Exercise task 1:
Translate this sentence from the forum thread on PHP frameworks into Spanish: "It supports a cascading file-system and HMVC out of the box."
Exercise task 2:
From the forum thread on PHP frameworks, write out everything from "I think sparks" down to "use for PHP.".

-- Start Passage to read --

Kohana is indeed a much modern PHP MVC framework. It supports a cascading
file-system and HMVC out of the box. There is a lack a polished documentation
but I've been working with Kohana 3.x since it's release and the documentation
hasn't been much of an issue.

However, if you're new to MVC and/or programming Codeigniter might be a better
choice.

Concerning the post. I'm not sure how useful this is. The amount of time you
spend installing modules/plugins is disproportional to the amount of time you
spend on building your site. Normally you end up using a handful of modules
over and over again anyway.

------
katzgrau
I think this'll be a big deal.

While I do have to agree with pak about the ugliness (and annoying semantics)
of $this->load->thing(), it was something the CI team had to keep around since
the framework was already very successful in the wild, and the devs had their
backs against the wall to support PHP 4. The Kohana team (or any newer
framework) had the benefit of initially not needing to appease anybody when
they wanted to build something for pure PHP 5.

Kohana had great beginnings, and I used it to develop a major website owned by
NBC. The most annoying part of using it? The documentation was sorely lacking,
and class names were inconsistent at best. At least docs are something that
can change for the better quickly, but broken docs are something that have
persisted through 2.x and 3.x.

Beauty is not something CodeIgniter has going for it. In fact, if you agree
with that, you're likely to agree that PHP in general in an ugly language. But
CodeIgniter has gained it's loyalty and reputation because of:

1\. Speed - It's always at the top of PHP framework benchmarks, and use of
minimal resources is ingrained in it's design philosophy

2\. Documentation - It has the best documentation of any framework that I've
seen or used

3\. Principle of Least Astonishment - There is little magic in CodeIgniter,
and things in CI only happen because you told CI to do it. Like
$this->load->view(). It means more typing, but it's logical, and explicitly
stated.

CodeIgniter has a big user-base, and it's weathered time, which is more than
other frameworks for the language can say. Now, users are begging the Reactor
team to add libraries and helpers to the framework as features. The Reactor
team's goal is to keep CI light and fast — the idea is to pack a lot of power
in a small footprint.

That's where Sparks comes in. It's not just about easily installable libs
(@pan69), it's about keeping the core framework ultra-light and doing what a
framework should be doing.

I think sparks is going to help CodeIgniter cement its place as a staple PHP
framework, which really doesn't exist for the language. Newer frameworks with
snazzier syntax and cool features will always pop up, but the Reactor team
plans to make it /the/ primary framework to use for PHP.

------
ianl
I hope they add db migrations soon, the reactor has really breathed life back
into the CodeIgniter community. However, I'm still in love with FuelPHP for
PHP Frameworks.

-- End Passage to read --
-- Start Entries provided --

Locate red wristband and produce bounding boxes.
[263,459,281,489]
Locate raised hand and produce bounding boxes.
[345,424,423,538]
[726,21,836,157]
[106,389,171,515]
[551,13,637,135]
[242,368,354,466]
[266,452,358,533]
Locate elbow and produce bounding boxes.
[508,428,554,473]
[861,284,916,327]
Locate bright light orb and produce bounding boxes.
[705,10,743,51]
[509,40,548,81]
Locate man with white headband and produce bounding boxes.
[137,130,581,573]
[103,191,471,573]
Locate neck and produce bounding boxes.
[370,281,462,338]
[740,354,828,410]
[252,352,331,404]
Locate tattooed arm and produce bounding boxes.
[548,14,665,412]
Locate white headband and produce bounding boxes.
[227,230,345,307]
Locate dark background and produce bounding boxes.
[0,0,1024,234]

-- End Entries provided --
-- Start Entries provided --

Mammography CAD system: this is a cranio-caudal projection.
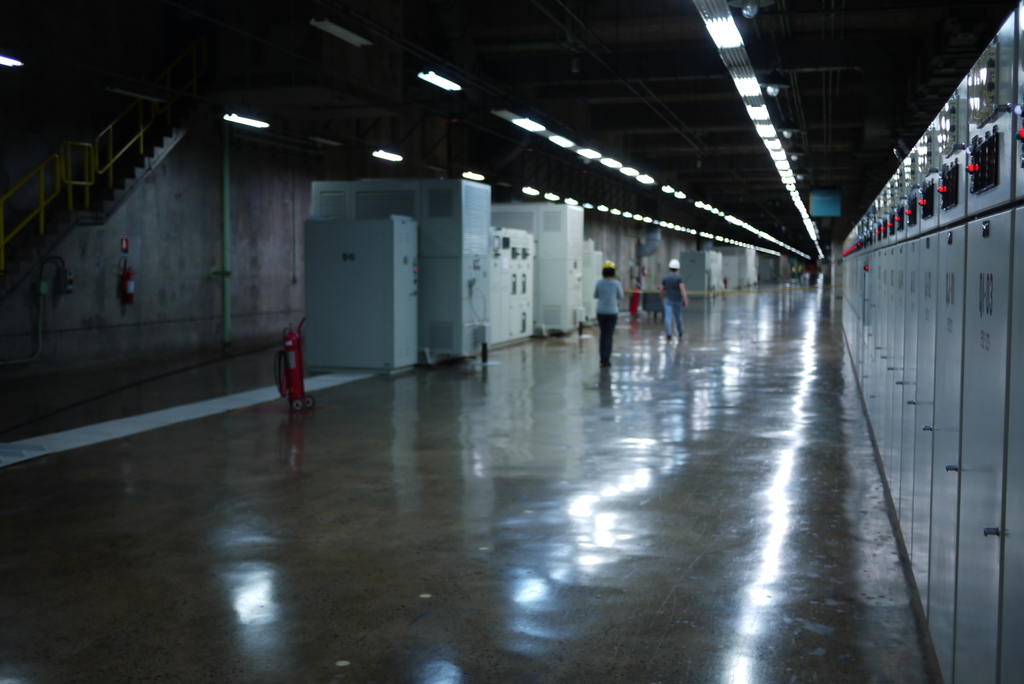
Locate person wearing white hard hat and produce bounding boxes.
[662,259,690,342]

-- End Entries provided --

Written answer 1:
Admite un sistema de archivos en cascada y HMVC desde el primer momento.

Written answer 2:
I think sparks is going to help CodeIgniter cement its place as a staple PHP
framework, which really doesn't exist for the language. Newer frameworks with
snazzier syntax and cool features will always pop up, but the Reactor team
plans to make it /the/ primary framework to use for PHP.